Objective
Each entry must be given again exactly; images do not belong in the copy.

(Entries from a point annotation set)
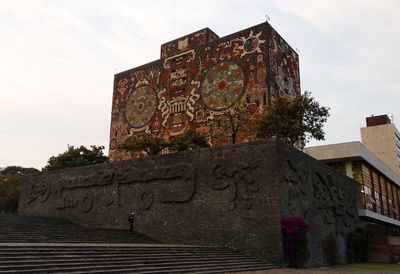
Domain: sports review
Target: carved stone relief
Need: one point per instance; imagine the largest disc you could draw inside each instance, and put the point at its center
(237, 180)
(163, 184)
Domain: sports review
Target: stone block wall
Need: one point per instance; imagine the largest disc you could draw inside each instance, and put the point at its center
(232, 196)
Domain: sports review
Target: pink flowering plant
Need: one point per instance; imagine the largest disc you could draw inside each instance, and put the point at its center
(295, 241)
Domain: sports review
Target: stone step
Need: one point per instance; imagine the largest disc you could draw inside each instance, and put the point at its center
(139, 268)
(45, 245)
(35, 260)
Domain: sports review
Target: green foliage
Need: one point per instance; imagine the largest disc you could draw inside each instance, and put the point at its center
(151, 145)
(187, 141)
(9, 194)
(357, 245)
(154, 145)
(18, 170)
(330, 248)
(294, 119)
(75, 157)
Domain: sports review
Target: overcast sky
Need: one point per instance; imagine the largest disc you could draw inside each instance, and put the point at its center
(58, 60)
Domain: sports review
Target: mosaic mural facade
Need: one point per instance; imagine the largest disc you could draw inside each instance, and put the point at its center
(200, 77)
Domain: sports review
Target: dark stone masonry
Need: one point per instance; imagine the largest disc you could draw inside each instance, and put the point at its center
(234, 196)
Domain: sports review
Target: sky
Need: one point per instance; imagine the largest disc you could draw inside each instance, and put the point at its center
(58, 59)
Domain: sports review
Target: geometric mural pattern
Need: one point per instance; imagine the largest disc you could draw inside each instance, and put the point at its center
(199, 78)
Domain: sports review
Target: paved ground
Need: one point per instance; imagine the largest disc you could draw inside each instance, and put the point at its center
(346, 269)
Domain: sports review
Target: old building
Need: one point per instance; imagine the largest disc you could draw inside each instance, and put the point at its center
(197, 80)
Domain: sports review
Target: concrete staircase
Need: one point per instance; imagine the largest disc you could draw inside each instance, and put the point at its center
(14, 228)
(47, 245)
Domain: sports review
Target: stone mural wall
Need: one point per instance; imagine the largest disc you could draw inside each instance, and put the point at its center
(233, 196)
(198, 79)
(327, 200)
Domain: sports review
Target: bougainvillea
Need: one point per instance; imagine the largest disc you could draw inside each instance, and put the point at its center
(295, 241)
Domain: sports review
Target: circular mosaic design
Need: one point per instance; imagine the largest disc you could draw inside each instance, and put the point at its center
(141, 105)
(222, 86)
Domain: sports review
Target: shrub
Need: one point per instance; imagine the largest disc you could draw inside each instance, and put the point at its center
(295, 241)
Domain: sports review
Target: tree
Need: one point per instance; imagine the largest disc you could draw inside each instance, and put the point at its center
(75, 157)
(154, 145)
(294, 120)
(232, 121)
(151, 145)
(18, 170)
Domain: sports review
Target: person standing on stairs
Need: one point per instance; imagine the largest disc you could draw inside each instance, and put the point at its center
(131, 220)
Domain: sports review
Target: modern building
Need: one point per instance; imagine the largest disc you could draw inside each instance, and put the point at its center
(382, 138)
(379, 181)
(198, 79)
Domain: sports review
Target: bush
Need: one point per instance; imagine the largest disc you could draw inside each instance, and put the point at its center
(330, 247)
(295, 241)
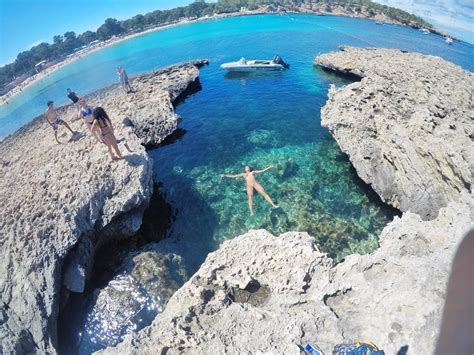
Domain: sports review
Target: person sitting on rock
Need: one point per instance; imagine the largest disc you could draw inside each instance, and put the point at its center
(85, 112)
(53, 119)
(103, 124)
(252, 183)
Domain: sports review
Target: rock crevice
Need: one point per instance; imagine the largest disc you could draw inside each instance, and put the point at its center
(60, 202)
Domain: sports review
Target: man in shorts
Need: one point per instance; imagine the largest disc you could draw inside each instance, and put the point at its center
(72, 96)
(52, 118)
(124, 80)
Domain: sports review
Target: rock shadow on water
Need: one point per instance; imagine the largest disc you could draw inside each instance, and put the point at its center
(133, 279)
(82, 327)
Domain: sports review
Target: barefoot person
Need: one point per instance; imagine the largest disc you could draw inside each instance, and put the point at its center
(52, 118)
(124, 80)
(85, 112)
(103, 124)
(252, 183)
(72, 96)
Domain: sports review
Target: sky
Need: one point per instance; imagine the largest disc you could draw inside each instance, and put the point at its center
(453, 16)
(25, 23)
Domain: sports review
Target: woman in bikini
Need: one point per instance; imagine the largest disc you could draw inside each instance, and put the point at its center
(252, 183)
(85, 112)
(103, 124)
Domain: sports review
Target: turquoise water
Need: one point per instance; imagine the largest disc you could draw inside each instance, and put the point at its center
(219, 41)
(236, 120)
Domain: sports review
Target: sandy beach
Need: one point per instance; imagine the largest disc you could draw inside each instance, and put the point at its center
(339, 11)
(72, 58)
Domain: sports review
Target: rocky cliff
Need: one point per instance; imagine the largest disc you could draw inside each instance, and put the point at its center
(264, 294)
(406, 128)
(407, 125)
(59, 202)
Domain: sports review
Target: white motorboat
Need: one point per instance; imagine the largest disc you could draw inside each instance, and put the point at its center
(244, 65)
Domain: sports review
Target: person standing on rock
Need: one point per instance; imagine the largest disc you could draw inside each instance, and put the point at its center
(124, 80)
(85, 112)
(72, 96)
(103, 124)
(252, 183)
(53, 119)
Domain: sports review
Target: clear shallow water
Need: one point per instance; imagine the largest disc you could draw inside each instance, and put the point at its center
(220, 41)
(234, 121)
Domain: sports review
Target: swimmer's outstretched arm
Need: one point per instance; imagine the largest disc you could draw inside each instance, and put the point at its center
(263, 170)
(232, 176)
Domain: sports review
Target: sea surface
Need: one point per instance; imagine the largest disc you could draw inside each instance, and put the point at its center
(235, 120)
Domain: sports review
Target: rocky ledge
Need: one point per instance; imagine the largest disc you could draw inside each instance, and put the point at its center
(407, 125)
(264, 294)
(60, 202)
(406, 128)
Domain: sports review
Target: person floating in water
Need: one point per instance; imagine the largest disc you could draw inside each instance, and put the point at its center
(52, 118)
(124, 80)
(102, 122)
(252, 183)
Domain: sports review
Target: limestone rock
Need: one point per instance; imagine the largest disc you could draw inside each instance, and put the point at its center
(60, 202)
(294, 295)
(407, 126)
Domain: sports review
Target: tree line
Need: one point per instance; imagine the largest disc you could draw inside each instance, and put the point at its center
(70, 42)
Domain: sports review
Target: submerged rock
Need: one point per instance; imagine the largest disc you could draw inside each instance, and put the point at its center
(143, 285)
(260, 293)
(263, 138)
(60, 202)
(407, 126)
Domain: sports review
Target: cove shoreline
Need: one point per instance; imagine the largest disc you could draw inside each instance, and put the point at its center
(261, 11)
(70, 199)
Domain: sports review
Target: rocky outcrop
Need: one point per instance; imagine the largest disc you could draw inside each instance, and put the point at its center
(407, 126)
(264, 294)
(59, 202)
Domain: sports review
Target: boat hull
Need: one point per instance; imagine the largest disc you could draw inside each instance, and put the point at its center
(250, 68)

Answer for the task
Domain: sports review
Target: carved stone relief
Need: one point per instance; imagine the largest disc you could draw inside each instance, and put the point at its center
(237, 180)
(163, 184)
Domain: sports review
Target: stone block wall
Need: one point per instance; imagine the largest disc you could draw inside each instance, and put the point at its center
(232, 196)
Domain: sports review
Target: pink flowering plant
Need: one point per instance; imagine the largest disc you could draw inside each instance, and put the point at its center
(295, 241)
Domain: sports review
Target: stone step
Need: one point per instance; imagine the largest disc you could draw inside each instance, and put the point at its center
(139, 268)
(45, 245)
(35, 260)
Domain: sports review
Target: green foliage
Need: one point per instance; imagine the largest disc you could draw inside each instance, and put the point at its center
(151, 145)
(187, 141)
(9, 194)
(357, 245)
(154, 145)
(18, 170)
(330, 248)
(294, 119)
(75, 157)
Domain: sports review
Target: overcast sky
Need: one point per instance; imagine the largest disc you could draw inside each instance, and put the point at its center
(58, 60)
Domain: sports review
Target: mosaic mural facade
Need: one point per instance; imagine the largest disc you could draw inside each instance, and put the point at its center
(200, 77)
Domain: sports review
Target: dark stone masonry
Need: one point per instance; imagine the largest disc you could draw inside each instance, and put the point at its center
(234, 196)
Domain: sports review
Target: sky
Need: one point per instance; imagine the largest disc you could draw inside each instance, and put the point at its center
(58, 59)
Domain: sports review
Target: geometric mural pattern
Need: one point per instance; imagine the largest disc you could draw inside each instance, and put the point at its center
(199, 78)
Domain: sports review
Target: paved ground
Need: one point per instance; imagine the largest disc you could draw inside each instance, and put the point at its center
(346, 269)
Domain: sports review
Target: old building
Need: one point per instance; imagine the largest disc you could draw inside each instance, and put the point at its center
(197, 80)
Domain: sports review
Target: concrete staircase
Need: one point per instance; imagine the largest disc you could draw inside each instance, and put the point at its center
(14, 228)
(47, 245)
Domain: sports review
Target: stone mural wall
Need: one point per instance; imagine the largest disc you could draw inside each instance, and put the point at its center
(233, 196)
(198, 79)
(327, 200)
Domain: sports review
Target: bougainvillea
Need: one point per instance; imagine the largest disc you could draw inside each instance, and put the point at its center
(295, 241)
Domain: sports review
Target: circular mosaic design
Need: one point per instance; imagine the largest disc you could draw inside each instance, and put the point at its center
(141, 105)
(222, 86)
Domain: sports review
Target: shrub
Need: one point per instance; imagine the largest disc you could draw inside each instance, and put the point at its center
(295, 241)
Domain: sports review
Target: tree
Need: one point per instance; imagine the largest disc you could draw inside each instance, and put the point at its center
(75, 157)
(154, 145)
(294, 120)
(232, 121)
(151, 145)
(18, 170)
Domain: sports review
Target: person standing on stairs
Need: one point per instance; imagine the largest disc you could draw inside each instance, and put the point at its center
(131, 220)
Domain: sports review
Target: modern building
Need: one point per instance; imagine the largest disc you could draw inside each instance, and put the point at its center
(382, 138)
(379, 181)
(198, 79)
Domain: sports review
Target: bush
Need: one point per instance; imagine the largest disc you could draw inside each instance, and put the point at its center
(330, 247)
(295, 241)
Domain: sports review
Target: person sitting on rock
Need: one point per instance; imagine the largest disc you could draw inside each instance, and put the point at its center
(85, 112)
(53, 119)
(103, 124)
(252, 183)
Domain: sports review
Target: rock crevice
Need: one point per instance; imagine the largest disc you could draw inside each instance, and put the point at its center
(60, 202)
Domain: sports review
Target: man in shorts
Need: one point per instance; imagine the largest disc you could draw inside each instance, and put the point at its center
(72, 96)
(52, 118)
(124, 80)
Domain: sports review
Target: rock shadow on water
Need: one point per instance; imagine the largest disc you could draw inside each instance, and put the point at its center
(133, 279)
(82, 327)
Domain: sports review
Target: barefoot person
Need: one point per instance; imagine the largest disc you could draw inside each instance, and put the point at its center
(52, 118)
(124, 80)
(85, 112)
(103, 124)
(252, 183)
(72, 96)
Domain: sports review
Target: sky
Need: one point per instance; imagine the largest disc you could draw inside each instance, and put the point at its center
(453, 16)
(25, 23)
Domain: sports review
Target: woman in bikini
Need: one point per instance; imagine the largest disc you could draw inside each instance, and put the point at its center
(252, 183)
(85, 112)
(103, 124)
Domain: sports review
Target: turquoise water
Need: one point per instance; imagine the largest disc you could draw inside each instance, and put the point at its center
(219, 41)
(236, 120)
Domain: sports review
Target: sandy beach
Need: one point per instance; imagine the largest disc you could draw inside each instance, and put the point at its center
(339, 11)
(72, 58)
Domain: sports review
Target: rocky cliff
Need: one point per instance; imagine the largest disc you could draw inside each instance, and put the point at its center
(264, 294)
(406, 128)
(407, 125)
(59, 202)
Domain: sports review
Target: white motorboat
Need: one point per instance; imagine the largest disc you could draw inside each instance, and put the point at its center
(244, 65)
Domain: sports review
Target: person standing on rock
Need: one point per instance; imagine the largest disc you could draw inside each instance, and put the point at its center
(124, 80)
(85, 112)
(72, 96)
(103, 124)
(252, 183)
(53, 119)
Domain: sports review
Target: clear shallow water
Need: one point per instance; imagine the largest disc you could draw inside each instance, and put the point at its center
(220, 41)
(234, 121)
Domain: sports review
Target: swimmer's outstretched arm
Need: one point per instance; imagine the largest disc you could draw inside each instance, and put the point at its center
(263, 170)
(232, 176)
Domain: sports review
Target: sea surface
Need: one point per instance; imagine the largest disc you could draw inside each instance, and put the point at its center
(235, 120)
Domain: sports review
Target: rocky ledge
Need: one point per instance; imagine the largest disc you could draw inside each instance, and put the point at its center
(407, 125)
(264, 294)
(60, 202)
(406, 128)
Domain: sports review
Target: person floating in water
Need: one point per instance; imagine the largest disc you could draw inside each instance, and put the point at its center
(52, 118)
(124, 80)
(102, 122)
(252, 183)
Domain: sports review
Target: limestone rock
Need: one point per instance; imagine the largest disc you could draw inside each instance, and put the point at its center
(60, 202)
(294, 295)
(407, 126)
Domain: sports review
Target: tree line
Need: one point per instance; imagine the largest disc you could draw inside each instance, and put the point at its center
(70, 42)
Domain: sports review
Target: submerged rock
Need: one point per instance; imagine the largest disc you could draw inside each instance, and put the point at its center
(143, 285)
(260, 293)
(263, 138)
(60, 202)
(407, 126)
Domain: sports review
Target: cove shoreline
Need: one point per instance; imagine the largest disc you could draw inside each instance, and put the point at its center
(261, 11)
(70, 199)
Domain: sports review
Target: rocky outcrop
Need: one point per instance; imagine the largest disc you could draw inside each instance, and put the point at its center
(407, 126)
(264, 294)
(59, 202)
Domain: sports review
Target: boat hull
Need: one point per instance; imagine the largest disc you could draw inside each instance, and put the point at its center
(250, 68)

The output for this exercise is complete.